• [Tasks to carry out]:
(1) Write out the part of the Giordano Bruno text from "Bruno already had" down to "in the Tiber.", word for word.
(2) In which town was Bruno born, according to the Giordano Bruno text?
(3) List every calendar year mentioned in the Giordano Bruno text, from earliest to latest.

All things are in the universe, and the universe is in all things:
we in it, and it in us: and in this way everything harmonizes
in perfect unity.

The infinite universe and worlds – Hubble’s deep field image of distant galaxies.


Giordano Bruno is the first pantheist in the modern mould. Completely abandoning Christian theology, he resurrected the materialism and Stoicism of the ancient world and combined it with a prophetic view of an infinite universe of solar systems, united in a single interpenetrating unity. For his intellectual courage he was condemned by the Inquisition and burned at the stake in Rome on February 17, 1600.

Bruno was born in 1548, the son of a soldier, in the small town of Nola at the foot of Mount Vesuvius. In 1565 he became a novice monk at the Dominican convent of San Domenico Maggiore, where he was to spend the following ten years. Even at this stage he attracted attention for his unwillingness to conform to convention, accepted wisdom or authority: he refused to keep images of saints in his cell and kept only a crucifix. Throughout his life he pursued the same intellectual non-conformity, in an almost naive way, as if he expected everyone to be swept away by the force of his argument, and was surprised when they reacted against him.

Bruno already had doubts about the Trinity, and tended towards a unitarian view of God. He left the convent in 1576 under suspicion of heresy. In Rome he was further accused of the murder of a fellow Dominican who was found drowned in the Tiber.

After travels in Northern Italy and France he headed in 1579 for Geneva, where Calvin had set up a Protestant republic. Here Bruno gave up his Dominican habit and formally adhered to Calvinism. But he did not stay long. In the first of many academic battles, he published and distributed a pamphlet boldly accusing a leading Calvinist philosophy professor of making twenty errors in one lecture. For this he was briefly imprisoned until he admitted his error.

 


Bruno in France and England

Leaving Geneva he obtained a philosophy post at the University of Toulouse, but left for Paris when the religious wars between Catholics and Huguenots intensified. As a renegade priest he was unable to gain a normal teaching post, but after dedicating a work on memory to Henri III, the king appointed him extraordinary professor at the University of Paris in 1581.

Two years later he took the opportunity to travel to Protestant England with the French ambassador Michel de Castelnau. The British intellectual atmosphere was exuberant, and enemies of Catholic Spain and Rome were feted. Bruno, ever ambitious to scale the intellectual heights, applied to teach at Oxford, which like Paris was in the grips of sterile Aristotelianism. Bruno lectured on the new Copernican cosmology, which was not generally accepted at that time, and attacked Aristotle’s system. After a heated public debate, he was accused of plagiarism and had to leave Oxford.

Returning to London, he stayed at the French ambassador’s residence, and it was here that he wrote his famous dialogues in Italian, including De la Causa, Principio e Uno and De l’Infinito Universo e Mondi, which set out his philosophical system.

It was not until 1585 that he returned to Paris, where he was soon once again embroiled in controversy. He challenged the Aristotelians to a public debate in the College de Cambrai, where he was ridiculed, physically attacked, and forced to flee the country. Once again he was rehearsing the pattern begun in his youth and repeated in Geneva and Oxford – over-bold outspokenness followed by outrage among those he attacked, leading to his own hasty flight.

• [Record set]:
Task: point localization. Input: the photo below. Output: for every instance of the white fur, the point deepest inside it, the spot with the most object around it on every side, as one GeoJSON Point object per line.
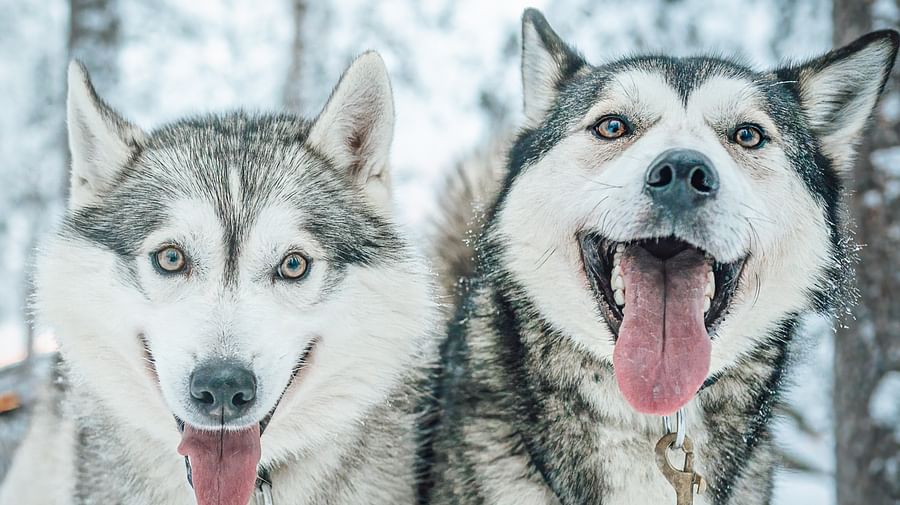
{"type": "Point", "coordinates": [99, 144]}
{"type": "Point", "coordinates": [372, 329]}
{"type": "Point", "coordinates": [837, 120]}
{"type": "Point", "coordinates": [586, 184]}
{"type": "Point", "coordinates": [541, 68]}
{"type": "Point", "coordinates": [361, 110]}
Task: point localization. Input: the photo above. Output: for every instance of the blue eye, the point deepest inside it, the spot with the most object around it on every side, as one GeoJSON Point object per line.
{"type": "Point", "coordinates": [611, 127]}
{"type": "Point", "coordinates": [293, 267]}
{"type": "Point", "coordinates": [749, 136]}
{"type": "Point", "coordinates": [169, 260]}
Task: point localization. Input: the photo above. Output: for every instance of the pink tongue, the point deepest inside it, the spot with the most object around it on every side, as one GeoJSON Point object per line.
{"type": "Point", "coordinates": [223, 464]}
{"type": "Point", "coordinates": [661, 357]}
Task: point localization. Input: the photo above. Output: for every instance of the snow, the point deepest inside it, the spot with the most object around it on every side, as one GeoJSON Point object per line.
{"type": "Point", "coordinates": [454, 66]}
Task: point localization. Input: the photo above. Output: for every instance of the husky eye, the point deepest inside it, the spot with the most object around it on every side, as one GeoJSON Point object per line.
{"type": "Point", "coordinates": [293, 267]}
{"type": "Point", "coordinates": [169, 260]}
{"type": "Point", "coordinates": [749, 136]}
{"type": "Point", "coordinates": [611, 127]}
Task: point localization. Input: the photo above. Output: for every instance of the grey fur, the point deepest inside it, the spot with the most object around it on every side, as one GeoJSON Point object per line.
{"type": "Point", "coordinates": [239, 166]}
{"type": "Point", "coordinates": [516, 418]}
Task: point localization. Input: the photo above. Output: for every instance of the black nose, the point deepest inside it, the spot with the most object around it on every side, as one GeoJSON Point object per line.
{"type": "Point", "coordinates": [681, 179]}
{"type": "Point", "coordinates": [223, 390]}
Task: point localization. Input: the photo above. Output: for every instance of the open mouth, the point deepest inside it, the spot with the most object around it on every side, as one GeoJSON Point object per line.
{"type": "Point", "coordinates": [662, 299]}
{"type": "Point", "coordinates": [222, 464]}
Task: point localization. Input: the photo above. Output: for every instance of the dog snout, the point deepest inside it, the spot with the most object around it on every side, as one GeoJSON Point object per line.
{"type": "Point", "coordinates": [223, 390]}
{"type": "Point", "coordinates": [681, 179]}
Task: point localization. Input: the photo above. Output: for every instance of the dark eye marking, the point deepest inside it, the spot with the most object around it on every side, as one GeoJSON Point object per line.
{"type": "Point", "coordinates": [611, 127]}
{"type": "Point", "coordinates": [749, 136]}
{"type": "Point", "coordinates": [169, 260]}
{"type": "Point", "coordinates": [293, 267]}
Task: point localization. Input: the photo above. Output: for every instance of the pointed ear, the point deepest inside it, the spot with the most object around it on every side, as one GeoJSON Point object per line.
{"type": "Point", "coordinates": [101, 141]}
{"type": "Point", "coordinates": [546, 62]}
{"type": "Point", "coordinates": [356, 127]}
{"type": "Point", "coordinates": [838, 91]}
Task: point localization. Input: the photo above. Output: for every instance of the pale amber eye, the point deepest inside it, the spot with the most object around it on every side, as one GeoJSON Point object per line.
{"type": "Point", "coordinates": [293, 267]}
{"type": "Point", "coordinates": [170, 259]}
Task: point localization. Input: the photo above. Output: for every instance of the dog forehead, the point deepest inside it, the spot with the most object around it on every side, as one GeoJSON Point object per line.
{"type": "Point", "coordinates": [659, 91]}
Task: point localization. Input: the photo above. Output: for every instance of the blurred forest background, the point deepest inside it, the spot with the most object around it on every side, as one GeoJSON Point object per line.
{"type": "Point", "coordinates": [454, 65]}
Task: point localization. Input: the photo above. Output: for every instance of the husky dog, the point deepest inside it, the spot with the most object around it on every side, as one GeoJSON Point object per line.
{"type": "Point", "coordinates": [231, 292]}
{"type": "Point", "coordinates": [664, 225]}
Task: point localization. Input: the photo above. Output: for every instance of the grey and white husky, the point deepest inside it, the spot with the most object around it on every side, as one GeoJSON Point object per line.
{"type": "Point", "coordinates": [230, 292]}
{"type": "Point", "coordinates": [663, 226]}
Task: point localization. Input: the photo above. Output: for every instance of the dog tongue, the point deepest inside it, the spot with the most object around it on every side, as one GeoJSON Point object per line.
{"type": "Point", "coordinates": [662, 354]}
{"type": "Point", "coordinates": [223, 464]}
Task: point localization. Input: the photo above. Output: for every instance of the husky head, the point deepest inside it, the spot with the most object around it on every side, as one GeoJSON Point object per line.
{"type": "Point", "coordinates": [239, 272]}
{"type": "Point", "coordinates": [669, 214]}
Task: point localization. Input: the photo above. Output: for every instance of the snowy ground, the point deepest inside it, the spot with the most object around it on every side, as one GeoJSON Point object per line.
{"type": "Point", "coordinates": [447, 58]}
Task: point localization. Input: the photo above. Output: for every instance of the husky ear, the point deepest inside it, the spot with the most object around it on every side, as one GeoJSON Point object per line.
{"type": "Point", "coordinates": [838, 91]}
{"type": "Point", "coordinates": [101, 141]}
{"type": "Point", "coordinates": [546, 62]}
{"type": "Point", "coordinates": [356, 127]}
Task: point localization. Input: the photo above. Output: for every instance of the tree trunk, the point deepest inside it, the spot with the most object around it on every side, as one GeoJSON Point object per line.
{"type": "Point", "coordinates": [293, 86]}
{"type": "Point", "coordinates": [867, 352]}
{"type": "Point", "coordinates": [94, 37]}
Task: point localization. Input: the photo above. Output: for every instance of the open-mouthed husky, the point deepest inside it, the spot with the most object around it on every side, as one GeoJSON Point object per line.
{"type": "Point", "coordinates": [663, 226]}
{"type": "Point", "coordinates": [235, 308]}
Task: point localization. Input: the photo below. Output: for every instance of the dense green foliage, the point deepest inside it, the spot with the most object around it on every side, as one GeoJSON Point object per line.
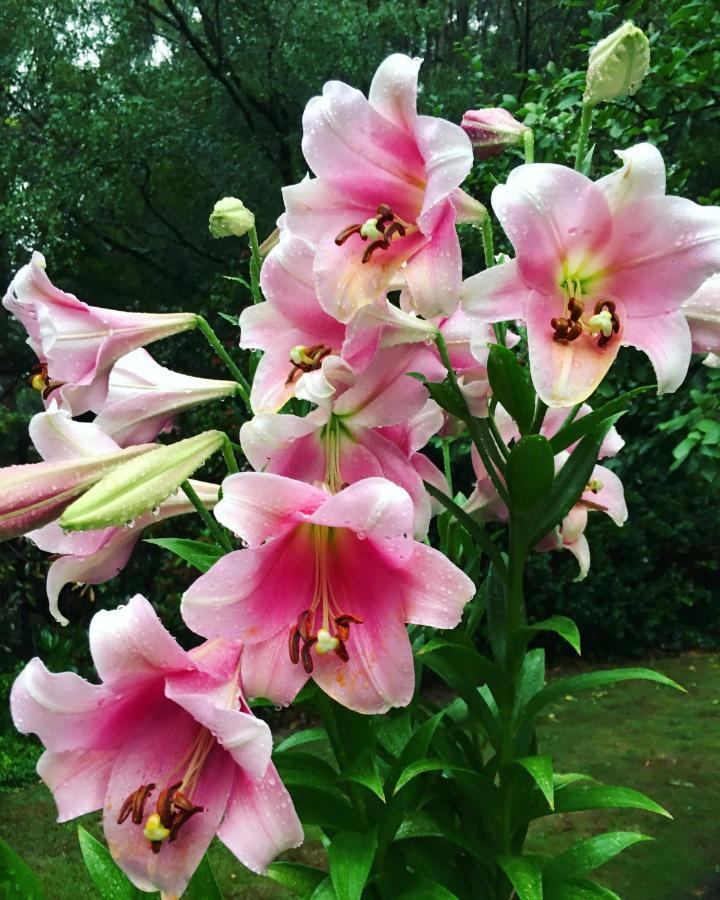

• [Responses to the exercise]:
(1)
Bruno already had doubts about the Trinity, and tended towards a unitarian view of God. He left the convent in 1576 under suspicion of heresy. In Rome he was further accused of the murder of a fellow Dominican who was found drowned in the Tiber.

(2) Nola, at the foot of Mount Vesuvius.

(3) 1548, 1565, 1576, 1579, 1581, 1585, 1600